Document segment:
•••
On Tuesday, the newest VA Secretary was confirmed to lead the country’s second largest federal agency under President Joe Biden.
A nonveteran, Secretary Denis McDonough will now lead the agency responsible for providing benefits and services to over 20 million veterans while managing over 300,000 employees and the nation’s largest socialized healthcare system. The annual budget is well over $200 billion, but the agency has yet to fully resolve many challenges of past administrations.
Many veterans complain about challenges getting access to both benefits and timely healthcare despite expansion of community care. Agency employees are still fearful to dissent against leadership that encourages groupthink. The electronic health record is still not transitioned from VistA to MHS Genesis. And there are many other issues that remain unresolved from previous administrations.
VA Secretary Denis McDonough is a nonveteran. He lacks a track record of success leading a massive workforce and budget like that of VA.
But are these qualifies that are necessary to successfully lead VA?
Well, so far the former track record of most VA secretaries has not mattered, and failures have been abound.
McDonough did serve as a White House chief of staff, deputy national security advisor and chief of staff of the National Security Counsel during the Obama Administration. He has a bachelor’s degree and master’s degree.
While not a veteran, McDonough is the first VA secretary who is more of a DC insider. The majority of previous secretaries were familiar leading military platoons where soldiers were forced to comply with leadership.
Here, I suspect McDonough will be adept at striking deals given his experience managing the expectations of Congress, union leaders, and military commanders while in the White House.
What does this mean? It means many of the hang-ups we noticed from President Trump’s secretaries may not phase McDonough. I would expect less friction and infighting between the different stakeholder camps. The union and military brass will likely fall in line. Congress may also be more prone to not raising eyebrows at least for the sake of optics for the next year.
Recent comments from a VA spokesperson that I reference below serve as a reminder that the agenda of the federal government is to mold VA into the model of healthcare delivery for the entire US, not just for veterans but for everyone.
But it is not limited to healthcare. It also encompasses population management.
VA’s strategies for population management including healthcare delivery will be rolled out to every corner of the country for civilians and veterans, alike, mark my words. Come hook or crook, that is likely going to be the major push over the next four years.
•••
Data records
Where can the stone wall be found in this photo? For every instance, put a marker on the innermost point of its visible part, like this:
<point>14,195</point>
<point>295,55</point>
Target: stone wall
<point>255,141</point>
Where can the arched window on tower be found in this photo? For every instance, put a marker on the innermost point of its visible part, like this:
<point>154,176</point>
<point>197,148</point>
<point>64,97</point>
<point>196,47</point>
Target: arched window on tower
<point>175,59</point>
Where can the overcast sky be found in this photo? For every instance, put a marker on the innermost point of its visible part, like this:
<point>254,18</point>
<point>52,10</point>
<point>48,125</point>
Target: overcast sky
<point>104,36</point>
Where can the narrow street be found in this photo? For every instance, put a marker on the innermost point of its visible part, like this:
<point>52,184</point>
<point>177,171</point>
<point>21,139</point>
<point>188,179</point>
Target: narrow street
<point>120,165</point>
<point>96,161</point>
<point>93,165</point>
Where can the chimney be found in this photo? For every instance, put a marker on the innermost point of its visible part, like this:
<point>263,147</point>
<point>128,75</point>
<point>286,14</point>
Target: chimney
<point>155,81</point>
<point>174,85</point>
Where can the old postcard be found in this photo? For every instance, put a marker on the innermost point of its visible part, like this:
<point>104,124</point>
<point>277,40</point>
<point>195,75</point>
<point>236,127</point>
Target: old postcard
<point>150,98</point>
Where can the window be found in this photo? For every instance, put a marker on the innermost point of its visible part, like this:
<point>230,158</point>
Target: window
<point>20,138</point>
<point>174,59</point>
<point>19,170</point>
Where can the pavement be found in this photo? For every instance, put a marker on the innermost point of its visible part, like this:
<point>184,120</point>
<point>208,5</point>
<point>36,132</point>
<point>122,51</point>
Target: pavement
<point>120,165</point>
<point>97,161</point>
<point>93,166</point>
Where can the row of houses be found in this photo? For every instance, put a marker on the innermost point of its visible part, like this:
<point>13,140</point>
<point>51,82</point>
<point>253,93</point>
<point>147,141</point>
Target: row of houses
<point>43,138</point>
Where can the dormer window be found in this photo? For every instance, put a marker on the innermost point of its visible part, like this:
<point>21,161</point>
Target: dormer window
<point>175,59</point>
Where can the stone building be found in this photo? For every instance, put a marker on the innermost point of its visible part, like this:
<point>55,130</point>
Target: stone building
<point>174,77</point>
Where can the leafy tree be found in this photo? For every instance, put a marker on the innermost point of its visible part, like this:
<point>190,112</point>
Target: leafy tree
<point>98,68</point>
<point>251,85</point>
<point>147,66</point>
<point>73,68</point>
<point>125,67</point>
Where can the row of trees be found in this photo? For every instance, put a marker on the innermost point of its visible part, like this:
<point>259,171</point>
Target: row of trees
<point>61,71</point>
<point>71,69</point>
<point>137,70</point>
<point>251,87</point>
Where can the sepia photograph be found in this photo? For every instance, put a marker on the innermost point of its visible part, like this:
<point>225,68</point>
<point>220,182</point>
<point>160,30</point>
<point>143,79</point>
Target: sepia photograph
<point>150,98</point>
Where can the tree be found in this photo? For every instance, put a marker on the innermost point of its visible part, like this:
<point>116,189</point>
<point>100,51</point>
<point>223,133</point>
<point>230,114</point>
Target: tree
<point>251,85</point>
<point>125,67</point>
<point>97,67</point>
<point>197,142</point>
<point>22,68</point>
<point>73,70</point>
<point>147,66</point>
•••
Your instructions: According to the article on the new VA Secretary, what positions did Denis McDonough hold during the Obama Administration?

Exercise result: He served as White House chief of staff, deputy national security advisor, and chief of staff of the National Security Counsel.